• [Task details]: When you find the line with "POINT: one per instance on the dog's hind leg" among the records below, reproduce it and each line after it exactly, ending with the line with "POINT: one per instance on the dog's belly".

• [Supplied data]:
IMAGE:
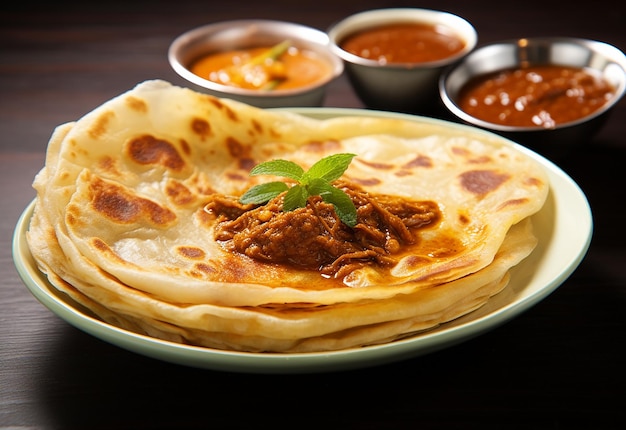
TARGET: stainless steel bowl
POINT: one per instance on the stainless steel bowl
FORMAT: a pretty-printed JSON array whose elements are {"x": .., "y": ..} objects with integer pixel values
...
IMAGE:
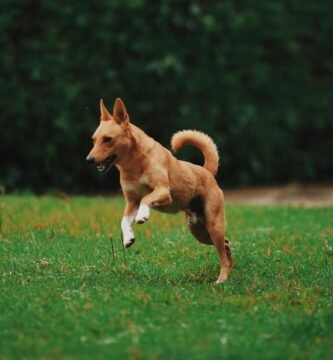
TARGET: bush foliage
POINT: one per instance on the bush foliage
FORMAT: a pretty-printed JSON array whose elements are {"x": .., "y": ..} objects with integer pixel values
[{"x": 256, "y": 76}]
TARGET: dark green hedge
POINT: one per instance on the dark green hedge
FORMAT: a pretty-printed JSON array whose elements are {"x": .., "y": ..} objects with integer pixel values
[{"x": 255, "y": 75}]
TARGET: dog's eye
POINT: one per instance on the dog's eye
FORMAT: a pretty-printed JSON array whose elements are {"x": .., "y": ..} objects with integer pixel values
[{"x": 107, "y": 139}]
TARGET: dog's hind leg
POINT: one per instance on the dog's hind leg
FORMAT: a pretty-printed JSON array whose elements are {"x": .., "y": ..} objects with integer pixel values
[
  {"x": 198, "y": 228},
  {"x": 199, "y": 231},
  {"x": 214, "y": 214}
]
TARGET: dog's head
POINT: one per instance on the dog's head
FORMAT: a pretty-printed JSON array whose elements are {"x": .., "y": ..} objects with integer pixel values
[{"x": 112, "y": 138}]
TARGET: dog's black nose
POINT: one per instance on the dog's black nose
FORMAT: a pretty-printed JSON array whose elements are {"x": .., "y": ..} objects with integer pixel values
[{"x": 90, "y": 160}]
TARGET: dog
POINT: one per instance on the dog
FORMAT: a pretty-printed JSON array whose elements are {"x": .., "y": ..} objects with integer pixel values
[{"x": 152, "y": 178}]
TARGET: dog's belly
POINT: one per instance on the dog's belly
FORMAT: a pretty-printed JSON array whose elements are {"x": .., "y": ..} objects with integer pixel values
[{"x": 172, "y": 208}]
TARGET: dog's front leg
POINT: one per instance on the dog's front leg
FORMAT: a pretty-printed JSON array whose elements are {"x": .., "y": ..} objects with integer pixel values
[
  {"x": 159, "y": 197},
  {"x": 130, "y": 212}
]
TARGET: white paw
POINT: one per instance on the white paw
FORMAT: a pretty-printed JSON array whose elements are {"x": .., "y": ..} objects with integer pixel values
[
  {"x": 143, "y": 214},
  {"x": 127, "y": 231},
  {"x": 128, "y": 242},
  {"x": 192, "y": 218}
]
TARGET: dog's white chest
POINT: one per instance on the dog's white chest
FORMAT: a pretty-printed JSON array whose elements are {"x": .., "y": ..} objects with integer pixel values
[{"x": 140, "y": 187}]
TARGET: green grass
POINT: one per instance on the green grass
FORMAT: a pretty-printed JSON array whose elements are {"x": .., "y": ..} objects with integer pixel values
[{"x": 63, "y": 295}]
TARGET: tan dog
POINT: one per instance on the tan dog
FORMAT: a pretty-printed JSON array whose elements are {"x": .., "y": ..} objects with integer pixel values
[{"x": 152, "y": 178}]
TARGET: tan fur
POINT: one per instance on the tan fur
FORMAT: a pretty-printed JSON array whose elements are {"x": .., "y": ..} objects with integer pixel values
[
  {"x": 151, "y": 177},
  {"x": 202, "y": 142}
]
* * *
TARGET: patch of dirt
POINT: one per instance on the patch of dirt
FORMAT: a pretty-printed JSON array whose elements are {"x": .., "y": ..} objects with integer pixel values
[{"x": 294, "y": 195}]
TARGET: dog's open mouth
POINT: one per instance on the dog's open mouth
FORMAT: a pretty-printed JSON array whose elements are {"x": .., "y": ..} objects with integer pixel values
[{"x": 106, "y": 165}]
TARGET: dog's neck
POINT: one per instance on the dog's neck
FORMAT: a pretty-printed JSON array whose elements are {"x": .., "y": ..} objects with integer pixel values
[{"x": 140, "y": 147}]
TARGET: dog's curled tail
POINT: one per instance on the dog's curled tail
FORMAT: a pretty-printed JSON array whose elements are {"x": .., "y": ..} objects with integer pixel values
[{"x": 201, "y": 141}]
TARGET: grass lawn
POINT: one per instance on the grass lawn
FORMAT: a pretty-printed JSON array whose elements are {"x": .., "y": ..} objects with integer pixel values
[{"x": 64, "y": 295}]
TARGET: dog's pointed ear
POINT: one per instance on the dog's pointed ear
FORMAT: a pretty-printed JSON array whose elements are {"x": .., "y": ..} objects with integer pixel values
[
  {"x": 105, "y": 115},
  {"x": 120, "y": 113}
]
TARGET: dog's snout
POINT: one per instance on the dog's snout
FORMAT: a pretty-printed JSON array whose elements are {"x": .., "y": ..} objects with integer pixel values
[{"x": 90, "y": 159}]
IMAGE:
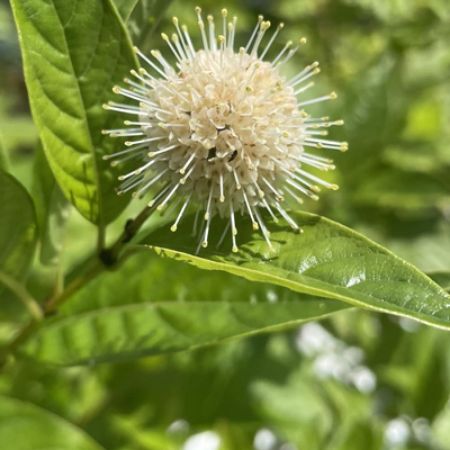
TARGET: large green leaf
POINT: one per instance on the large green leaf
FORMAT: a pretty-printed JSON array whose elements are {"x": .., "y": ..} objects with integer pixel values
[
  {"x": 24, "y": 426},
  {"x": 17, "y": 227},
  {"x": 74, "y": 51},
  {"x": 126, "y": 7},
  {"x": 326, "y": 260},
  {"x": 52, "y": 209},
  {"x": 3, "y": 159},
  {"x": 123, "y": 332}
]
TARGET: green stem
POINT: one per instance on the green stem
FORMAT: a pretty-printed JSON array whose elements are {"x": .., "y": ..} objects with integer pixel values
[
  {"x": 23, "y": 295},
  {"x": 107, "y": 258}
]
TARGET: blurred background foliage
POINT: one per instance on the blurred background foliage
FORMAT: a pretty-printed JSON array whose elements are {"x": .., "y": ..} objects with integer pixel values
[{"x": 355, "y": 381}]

• [Result of the exercise]:
POINT: one per instance on the dog's hind leg
FORMAT: a pretty-printed JSON array whose elements are {"x": .., "y": ..} objects with integer pixel values
[
  {"x": 198, "y": 228},
  {"x": 199, "y": 231},
  {"x": 214, "y": 214}
]
TARGET: dog's head
POINT: one per instance on the dog's head
FORMAT: a pretty-printed JSON array whose elements are {"x": .., "y": ..} objects with integer pixel values
[{"x": 112, "y": 138}]
TARGET: dog's black nose
POINT: one per instance on the dog's black nose
FORMAT: a pretty-printed JSON array whose elements are {"x": .., "y": ..} objects with integer pixel values
[{"x": 90, "y": 160}]
TARGET: dog
POINT: one per instance on the dog
FORMAT: a pretty-printed JSON array whose elements are {"x": .., "y": ..} objects with integer pixel values
[{"x": 152, "y": 178}]
TARGET: dog's belly
POINT: one per instance on the dog's belly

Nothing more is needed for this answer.